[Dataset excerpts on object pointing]
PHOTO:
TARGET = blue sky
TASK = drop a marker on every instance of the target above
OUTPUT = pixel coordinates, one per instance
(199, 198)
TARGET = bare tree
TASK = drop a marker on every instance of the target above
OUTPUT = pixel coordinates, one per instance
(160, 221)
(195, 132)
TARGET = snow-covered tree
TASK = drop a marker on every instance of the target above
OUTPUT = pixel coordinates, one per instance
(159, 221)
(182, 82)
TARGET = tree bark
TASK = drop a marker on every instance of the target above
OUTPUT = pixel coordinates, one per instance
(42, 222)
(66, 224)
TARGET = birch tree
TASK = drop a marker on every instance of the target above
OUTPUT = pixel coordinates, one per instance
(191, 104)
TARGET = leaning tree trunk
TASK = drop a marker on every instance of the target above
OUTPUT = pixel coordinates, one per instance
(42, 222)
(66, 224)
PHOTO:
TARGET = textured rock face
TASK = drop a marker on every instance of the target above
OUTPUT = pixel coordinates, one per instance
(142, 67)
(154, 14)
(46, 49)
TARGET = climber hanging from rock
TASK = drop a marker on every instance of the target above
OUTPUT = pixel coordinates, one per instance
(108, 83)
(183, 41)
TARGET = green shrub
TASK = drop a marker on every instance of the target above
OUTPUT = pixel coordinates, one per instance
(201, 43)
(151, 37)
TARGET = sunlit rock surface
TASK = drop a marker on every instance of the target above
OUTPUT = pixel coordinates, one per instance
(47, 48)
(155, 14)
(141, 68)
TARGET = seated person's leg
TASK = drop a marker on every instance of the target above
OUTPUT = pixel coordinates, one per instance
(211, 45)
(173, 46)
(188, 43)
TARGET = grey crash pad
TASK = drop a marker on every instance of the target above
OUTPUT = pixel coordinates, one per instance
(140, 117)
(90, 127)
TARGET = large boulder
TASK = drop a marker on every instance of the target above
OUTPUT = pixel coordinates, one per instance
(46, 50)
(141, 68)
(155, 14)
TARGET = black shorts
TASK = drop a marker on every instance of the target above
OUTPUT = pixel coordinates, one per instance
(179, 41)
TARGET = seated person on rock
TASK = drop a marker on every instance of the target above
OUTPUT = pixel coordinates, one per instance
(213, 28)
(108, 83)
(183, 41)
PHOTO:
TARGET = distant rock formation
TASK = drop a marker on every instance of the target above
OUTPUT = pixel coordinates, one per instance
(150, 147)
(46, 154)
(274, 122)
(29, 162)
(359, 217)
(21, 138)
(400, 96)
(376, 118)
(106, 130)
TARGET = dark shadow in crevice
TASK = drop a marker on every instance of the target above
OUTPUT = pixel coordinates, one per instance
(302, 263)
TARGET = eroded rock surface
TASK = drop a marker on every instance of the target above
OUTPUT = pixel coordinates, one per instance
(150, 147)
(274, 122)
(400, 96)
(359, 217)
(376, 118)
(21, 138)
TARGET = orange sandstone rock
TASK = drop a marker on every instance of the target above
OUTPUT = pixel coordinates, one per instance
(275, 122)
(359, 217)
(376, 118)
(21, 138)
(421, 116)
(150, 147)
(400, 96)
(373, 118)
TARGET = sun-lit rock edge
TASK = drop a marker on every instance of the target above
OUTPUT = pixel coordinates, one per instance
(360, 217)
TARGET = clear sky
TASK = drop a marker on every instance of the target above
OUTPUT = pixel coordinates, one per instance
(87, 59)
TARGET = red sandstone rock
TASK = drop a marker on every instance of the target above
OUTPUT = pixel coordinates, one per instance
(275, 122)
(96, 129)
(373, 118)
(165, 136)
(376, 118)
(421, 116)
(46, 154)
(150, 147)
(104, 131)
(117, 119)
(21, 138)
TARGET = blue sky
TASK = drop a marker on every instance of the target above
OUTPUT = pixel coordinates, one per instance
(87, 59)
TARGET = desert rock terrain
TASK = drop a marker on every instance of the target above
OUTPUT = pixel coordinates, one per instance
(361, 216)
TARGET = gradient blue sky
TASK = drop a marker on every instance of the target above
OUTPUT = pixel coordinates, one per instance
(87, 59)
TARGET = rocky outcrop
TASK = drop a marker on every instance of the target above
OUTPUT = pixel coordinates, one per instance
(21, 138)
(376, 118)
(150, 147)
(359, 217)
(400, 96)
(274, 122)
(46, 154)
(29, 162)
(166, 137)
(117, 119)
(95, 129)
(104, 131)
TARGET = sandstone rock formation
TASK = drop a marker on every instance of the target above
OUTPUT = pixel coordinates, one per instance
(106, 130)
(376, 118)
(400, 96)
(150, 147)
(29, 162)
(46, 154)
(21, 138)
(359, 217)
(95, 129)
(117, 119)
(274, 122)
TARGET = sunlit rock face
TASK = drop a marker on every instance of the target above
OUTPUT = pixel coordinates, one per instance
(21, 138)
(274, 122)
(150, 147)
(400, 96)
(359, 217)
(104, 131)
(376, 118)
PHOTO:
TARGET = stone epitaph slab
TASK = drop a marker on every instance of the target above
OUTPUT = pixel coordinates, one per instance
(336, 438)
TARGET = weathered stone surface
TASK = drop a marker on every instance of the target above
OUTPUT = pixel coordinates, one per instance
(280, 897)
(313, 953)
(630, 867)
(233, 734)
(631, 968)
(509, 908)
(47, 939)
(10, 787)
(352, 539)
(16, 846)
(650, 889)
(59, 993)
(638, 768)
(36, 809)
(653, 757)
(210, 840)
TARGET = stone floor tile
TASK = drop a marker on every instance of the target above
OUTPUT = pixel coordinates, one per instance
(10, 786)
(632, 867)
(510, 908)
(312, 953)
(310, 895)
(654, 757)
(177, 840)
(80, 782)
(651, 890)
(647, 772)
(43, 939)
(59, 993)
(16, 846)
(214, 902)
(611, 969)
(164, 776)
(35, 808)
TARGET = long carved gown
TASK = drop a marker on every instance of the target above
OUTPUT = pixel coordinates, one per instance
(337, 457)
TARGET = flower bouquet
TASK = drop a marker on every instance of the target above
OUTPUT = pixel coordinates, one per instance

SET TASK: All of the material above needs to be copied exactly.

PROBLEM SOLUTION:
PHOTO:
TARGET = blue sky
TASK = drop a marker on every instance of the target above
OUTPUT = pixel coordinates, one per instance
(199, 198)
TARGET = bare tree
TASK = drop a marker on every instance of the target above
OUTPUT = pixel coordinates, one per instance
(160, 221)
(195, 132)
TARGET = snow-covered tree
TASK = drop a marker on every instance of the target above
OUTPUT = pixel coordinates, one per instance
(159, 221)
(182, 82)
TARGET = tree bark
TASK = drop a marker on every instance of the target above
OUTPUT = pixel coordinates, one per instance
(42, 222)
(66, 224)
TARGET = birch tree
TASK = drop a marker on every instance of the target above
OUTPUT = pixel coordinates, one per instance
(191, 104)
TARGET = leaning tree trunk
TASK = drop a marker on every instance of the target above
OUTPUT = pixel coordinates, one per instance
(42, 222)
(66, 224)
PHOTO:
TARGET = textured rock face
TASK = drop a marker on every instance of the target above
OUTPUT = pixel coordinates, one per instance
(142, 67)
(154, 14)
(46, 49)
TARGET = climber hanging from rock
TASK = drop a marker on every instance of the target above
OUTPUT = pixel coordinates, one per instance
(108, 83)
(183, 41)
TARGET = green shrub
TASK = drop a marker on every instance of the target above
OUTPUT = pixel coordinates, one per instance
(201, 43)
(151, 37)
TARGET = sunlit rock surface
TASK = drop a marker on every instance of the target above
OUTPUT = pixel coordinates, one per instance
(47, 48)
(155, 14)
(141, 68)
TARGET = seated person's leg
TASK = drop a marker on every instance of the target above
OUTPUT = pixel coordinates, one per instance
(211, 45)
(173, 46)
(188, 43)
TARGET = grey crash pad
TASK = drop a marker on every instance of the target above
OUTPUT = pixel coordinates, one per instance
(140, 117)
(90, 127)
TARGET = large boulder
TASK = drop a marker on every instance of the target above
OUTPUT = pixel coordinates, one per instance
(46, 50)
(141, 68)
(155, 14)
TARGET = black shorts
TASK = drop a marker on every instance of the target above
OUTPUT = pixel coordinates, one per instance
(179, 41)
TARGET = seated person on rock
TASK = drop a marker on every instance of the target above
OUTPUT = pixel coordinates, one per instance
(213, 28)
(108, 83)
(183, 41)
PHOTO:
TARGET = distant rock formation
TASK = drop a marker on every instance of the target above
OUTPUT = pixel coordinates, one per instance
(150, 147)
(46, 154)
(274, 122)
(29, 162)
(359, 217)
(21, 138)
(400, 96)
(376, 118)
(106, 130)
TARGET = dark shadow in crevice
TASK = drop a marker on every instance of the target above
OUTPUT = pixel coordinates, one per instance
(302, 263)
TARGET = eroded rock surface
TASK = drop a marker on every instance of the target above
OUTPUT = pixel coordinates, one per instance
(150, 147)
(274, 122)
(400, 96)
(359, 217)
(376, 118)
(21, 138)
TARGET = orange sandstone rock
TASK = drop a marker on every instance of the target above
OUTPUT = pixel coordinates, one per instance
(275, 122)
(359, 217)
(376, 118)
(21, 138)
(421, 116)
(150, 147)
(400, 96)
(373, 118)
TARGET = sun-lit rock edge
TASK = drop a marker on every instance of the target above
OUTPUT = pixel coordinates, one per instance
(360, 217)
TARGET = clear sky
TASK = drop a marker on every instance of the target above
OUTPUT = pixel coordinates, one per instance
(87, 59)
TARGET = red sandstone rock
TASK = drop a marker on every instance of the target above
OUTPUT = pixel coordinates, one per instance
(275, 122)
(96, 129)
(373, 118)
(165, 136)
(376, 118)
(421, 116)
(46, 154)
(150, 147)
(104, 131)
(117, 119)
(21, 138)
TARGET = blue sky
TASK = drop a marker on every instance of the target above
OUTPUT = pixel coordinates, one per instance
(87, 59)
TARGET = desert rock terrain
TASK = drop a marker on every instance of the target above
OUTPUT = pixel coordinates, one per instance
(361, 216)
TARGET = gradient blue sky
TASK = drop a marker on every instance of the target above
OUTPUT = pixel coordinates, one per instance
(87, 59)
TARGET = rocky outcrop
TASK = drop a marker on every instance of the target above
OUTPUT = pixel coordinates, one per instance
(21, 138)
(376, 118)
(150, 147)
(359, 217)
(400, 96)
(274, 122)
(46, 154)
(29, 162)
(166, 137)
(117, 119)
(95, 129)
(104, 131)
TARGET = sandstone rock formation
TASK = drop a marker on every instance of the target above
OUTPUT = pixel coordinates, one per instance
(106, 130)
(376, 118)
(400, 96)
(150, 147)
(29, 162)
(46, 154)
(21, 138)
(359, 217)
(95, 129)
(117, 119)
(274, 122)
TARGET = sunlit rock face
TASK = drop a marker on every instance of the target above
OUTPUT = pixel coordinates, one per instance
(21, 138)
(274, 122)
(150, 147)
(400, 96)
(359, 217)
(104, 131)
(376, 118)
PHOTO:
TARGET = stone epitaph slab
TASK = drop a marker on every instance of the target above
OUTPUT = pixel coordinates, one per instance
(336, 438)
TARGET = weathered stone surface
TASK = drop a marker on every instance of the target above
OUTPUT = pixel coordinates, one per instance
(280, 897)
(313, 953)
(630, 867)
(233, 734)
(631, 968)
(509, 908)
(47, 939)
(10, 787)
(352, 539)
(16, 846)
(650, 889)
(59, 993)
(638, 768)
(36, 809)
(653, 757)
(210, 840)
TARGET = stone floor tile
TASK = drop a marker on every instance of the target above
OUTPUT = pixel coordinates, one per instance
(10, 786)
(632, 867)
(510, 908)
(312, 953)
(310, 895)
(654, 757)
(177, 840)
(80, 782)
(651, 890)
(647, 772)
(43, 939)
(59, 993)
(16, 846)
(214, 902)
(611, 969)
(164, 776)
(35, 808)
TARGET = long carved gown
TASK = drop a marker on every instance of the target above
OUTPUT = pixel coordinates, one per instance
(337, 457)
TARGET = flower bouquet
TASK = drop a marker on every instance of the target above
OUTPUT = pixel coordinates, one per instance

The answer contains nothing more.